* **Dataset excerpt**
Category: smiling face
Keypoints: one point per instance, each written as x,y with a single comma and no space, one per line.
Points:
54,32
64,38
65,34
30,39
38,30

* **GOAL OF THE EXERCISE**
Transcribe the records above verbatim, keeping every line, character, and line break unchanged.

* **THE ANSWER**
Category: smiling face
Keypoints: one point per instance, each written as x,y with a single comma and no space, one per line.
Points:
54,32
64,38
65,34
30,39
38,30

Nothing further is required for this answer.